Turn the paragraph of the conference abstract that opens with "Structural and tidal parameters" into a short bulleted list that keeps its main facts.

Text extract:
# # # # #

# The Modern Physics of Compact Stars and Relativistic Gravity 2019

17-21 September 2019
Yerevan, Armenia
Etc/GMT+4 timezone

## LOCV calculation of equation of state and binary neutron stars

20 Sep 2019, 13:30
30m
Yerevan, Armenia

#### Yerevan, Armenia

Department of Physics, Alex Manoogian str. 1, Yerevan, Armenia

zahra sharifi

### Description

The binary system of neutron stars (NSs) has drawn a lot of astrophysicists’ attention in past years. Discovery of the gravitational wave (GW) signal from GW170817, the compact binary inspiral event, has resulted in the multi-messenger astronomy which indeed provides substantial data about the interior of dense matter. In addition, they have the potential of elucidating the information about the equations of state (EOSs) of NS matter.
Structural and tidal parameters of NSs in the observed binary neutron star merger are studied employing the realistic equations of state. It is notable to mention that we use the same EOS for each component of the merger in the case of low spin prior. The value of dimensionless tidal deformability $\Lambda$ is calculated as $216<\Lambda<314$ regarding 1.4 $M_{\odot}$ configuration of NS with the EOSs of Argonne family potentials in addition to the UV14 accompanied by TNI and applying the LOCV method [1]. Fixing the chirp mass at 1.188 $M_{\odot}$, the mass ratio of components, q, is set as the recent results obtained by the PhenomPNRT wave model: (0.73, 1) for the low spin case. Therefore, our results for weighted dimensionless tidal deformability $\widetilde{\Lambda}$ agree well with the recent constraints on its lower limits: $300_{-230}^{+420}$ [2]. Moreover, it is found that some EOSs with Argonne family potentials such as AV6' and AV8' can be ruled out due to their consequences that are far away from the credible intervals. We have also investigated the impact of quark core and the van der Waals equation of state on the tidal deformability of neutron stars in a binary system.

[1] Z. Sharifi, M. Bigdeli, submitted to the Journal of Physics G: Nuclear and
Particle Physics.
[2] B. P. Abbott et al., Phys. Rev. X. 9, 011001 (2019).

### Primary authors

Mohsen Bigdeli (University of Zanjan)

# # # # #

Material supplied:
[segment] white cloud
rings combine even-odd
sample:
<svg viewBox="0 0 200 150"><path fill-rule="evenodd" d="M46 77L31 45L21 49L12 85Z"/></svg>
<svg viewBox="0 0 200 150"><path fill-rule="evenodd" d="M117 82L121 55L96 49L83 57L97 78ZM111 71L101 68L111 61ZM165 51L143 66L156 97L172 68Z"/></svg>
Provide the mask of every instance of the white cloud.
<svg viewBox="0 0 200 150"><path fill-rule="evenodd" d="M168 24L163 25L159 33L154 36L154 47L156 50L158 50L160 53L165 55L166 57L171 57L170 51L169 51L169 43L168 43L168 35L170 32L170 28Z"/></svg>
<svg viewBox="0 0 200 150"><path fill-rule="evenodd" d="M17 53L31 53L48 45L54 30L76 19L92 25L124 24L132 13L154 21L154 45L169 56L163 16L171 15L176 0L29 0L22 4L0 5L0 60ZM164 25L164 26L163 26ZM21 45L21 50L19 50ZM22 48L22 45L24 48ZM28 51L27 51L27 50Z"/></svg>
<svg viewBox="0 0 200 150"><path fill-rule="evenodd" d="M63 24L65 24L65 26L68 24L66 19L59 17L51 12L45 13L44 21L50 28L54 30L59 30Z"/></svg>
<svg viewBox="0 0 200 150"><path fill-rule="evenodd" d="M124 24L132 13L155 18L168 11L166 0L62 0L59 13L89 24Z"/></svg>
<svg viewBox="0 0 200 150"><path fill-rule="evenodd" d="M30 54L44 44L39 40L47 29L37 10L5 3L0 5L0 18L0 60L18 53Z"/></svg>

# # # # #

Solution:
- Structural and tidal parameters of neutron stars in the observed binary neutron star merger are studied using realistic equations of state, with the same EOS for each component in the low spin prior case.
- Using the LOCV method with EOSs of Argonne family potentials and UV14 with TNI, the dimensionless tidal deformability Λ for a 1.4 M☉ neutron star is 216 < Λ < 314.
- The chirp mass is fixed at 1.188 M☉, and the mass ratio q is set to (0.73, 1) for the low spin case, following recent PhenomPNRT wave model results.
- The weighted dimensionless tidal deformability agrees well with recent constraints on its lower limits, 300 (−230/+420).
- Some Argonne family EOSs, such as AV6' and AV8', can be ruled out because their results lie far from the credible intervals.
- The effect of a quark core and of the van der Waals equation of state on tidal deformability in a binary system was also investigated.